Reading passage →

· · ·

India hikes domestic cooking gas price for second time in 3 months
The price of a 14.2-kg domestic cooking gas cylinder in Delhi will rise to Rs 942 from Rs 913 with effect from 7 June, Indian media reported today citing industry sources
India has hiked domestic cooking gas price by Rs 29 per cylinder, in the second increase in three months as state-owned fuel retailers continue to grapple with elevated global energy costs due to West Asia conflict.
The price of a 14.2-kg domestic cooking gas cylinder in Delhi will rise to Rs 942 from Rs 913 with effect from 7 June, Indian media reported today citing industry sources.
The latest increase follows a Rs 60-per-cylinder hike on 7 March after the conflict in West Asia disrupted global energy supplies and drove up international fuel prices.
Industry sources said the increase had only partly offset losses incurred on domestic LPG sales.
Petrol and diesel prices have been raised by a cumulative Rs 7.50 per litre since mid-May while compressed natural gas (CNG) rates were increased by around Rs 6 per kg.
Meanwhile, the Petroleum And Natural Gas Ministry said in a statement today recipients of subsidized cooking gas under a special scheme for women will receive Rs 300 a cylinder on the first four refills each year.

· · ·

Raw data →
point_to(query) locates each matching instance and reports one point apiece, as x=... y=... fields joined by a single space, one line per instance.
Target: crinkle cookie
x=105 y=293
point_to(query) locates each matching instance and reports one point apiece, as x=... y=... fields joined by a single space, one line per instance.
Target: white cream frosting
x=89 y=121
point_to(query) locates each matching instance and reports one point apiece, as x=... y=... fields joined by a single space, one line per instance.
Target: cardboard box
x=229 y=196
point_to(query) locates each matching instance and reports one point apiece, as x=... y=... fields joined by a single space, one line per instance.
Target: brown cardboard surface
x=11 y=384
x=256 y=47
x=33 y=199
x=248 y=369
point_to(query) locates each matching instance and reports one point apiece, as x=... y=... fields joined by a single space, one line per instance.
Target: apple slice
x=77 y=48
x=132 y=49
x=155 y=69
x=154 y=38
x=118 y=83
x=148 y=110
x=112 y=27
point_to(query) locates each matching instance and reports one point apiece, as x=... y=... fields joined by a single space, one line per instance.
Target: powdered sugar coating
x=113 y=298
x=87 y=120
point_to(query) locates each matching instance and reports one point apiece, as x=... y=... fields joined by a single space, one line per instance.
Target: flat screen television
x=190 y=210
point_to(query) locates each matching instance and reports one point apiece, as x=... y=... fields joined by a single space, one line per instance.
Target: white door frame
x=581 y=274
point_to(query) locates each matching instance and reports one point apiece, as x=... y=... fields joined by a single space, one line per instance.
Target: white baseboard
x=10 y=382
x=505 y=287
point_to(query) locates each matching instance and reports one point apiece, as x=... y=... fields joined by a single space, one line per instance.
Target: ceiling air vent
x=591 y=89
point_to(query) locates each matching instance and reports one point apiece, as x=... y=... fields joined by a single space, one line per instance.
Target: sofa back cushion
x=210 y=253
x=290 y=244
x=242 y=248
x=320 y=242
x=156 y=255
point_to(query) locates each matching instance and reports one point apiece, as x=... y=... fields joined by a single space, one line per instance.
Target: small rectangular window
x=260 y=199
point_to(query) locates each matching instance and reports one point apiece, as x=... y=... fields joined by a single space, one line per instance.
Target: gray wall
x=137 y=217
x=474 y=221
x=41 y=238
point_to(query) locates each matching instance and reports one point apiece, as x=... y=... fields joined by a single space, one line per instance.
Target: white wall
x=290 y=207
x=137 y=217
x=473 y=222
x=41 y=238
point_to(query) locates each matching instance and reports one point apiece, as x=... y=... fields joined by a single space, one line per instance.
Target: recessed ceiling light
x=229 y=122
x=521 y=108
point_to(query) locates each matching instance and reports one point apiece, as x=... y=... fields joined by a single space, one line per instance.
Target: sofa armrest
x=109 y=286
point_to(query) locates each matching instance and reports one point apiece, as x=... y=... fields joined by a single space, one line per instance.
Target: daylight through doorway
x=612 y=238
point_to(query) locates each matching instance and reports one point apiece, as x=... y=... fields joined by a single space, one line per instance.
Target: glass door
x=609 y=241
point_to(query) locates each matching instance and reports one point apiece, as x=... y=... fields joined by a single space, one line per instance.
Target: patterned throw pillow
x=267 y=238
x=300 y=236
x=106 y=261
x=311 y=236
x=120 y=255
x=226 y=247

· · ·

Given task → Resume the news report on India's cooking gas price hike above, picking up right after its final sentence.

The result →
The effective cooking gas price under the subsidized scheme for women for the first four cylinders at Rs 642 is at a discount of about 60% to the actual international price of an LPG cylinder, it said.
The statement said cooking gas cylinders in India are cheaper than in any neighbouring country and far below the price in advanced economies such as the United States, Australia and Canada.
The cost of supplying a cylinder has risen to over Rs 1,600, an under-recovery of about Rs 700 on each domestic cylinder.
The prices of petroleum products in India are linked to the corresponding prices in the international market.
What the household does not bear the brunt of is the several hundred rupees a cylinder which the government is bearing.
As the West Asia conflict tightened the Strait of Hormuz, through which roughly a fifth of the world's oil and a large share of India's energy imports pass, most commercial traffic in the waterway was brought to a near halt.
About 54 per cent of India's LPG consumption was routed through the Strait, leaving the cooking-gas supply directly exposed to the disruption.
However, India was among the few that kept its energy cargoes moving. In fact, India brought out the largest number of energy-carrying without paying any toll.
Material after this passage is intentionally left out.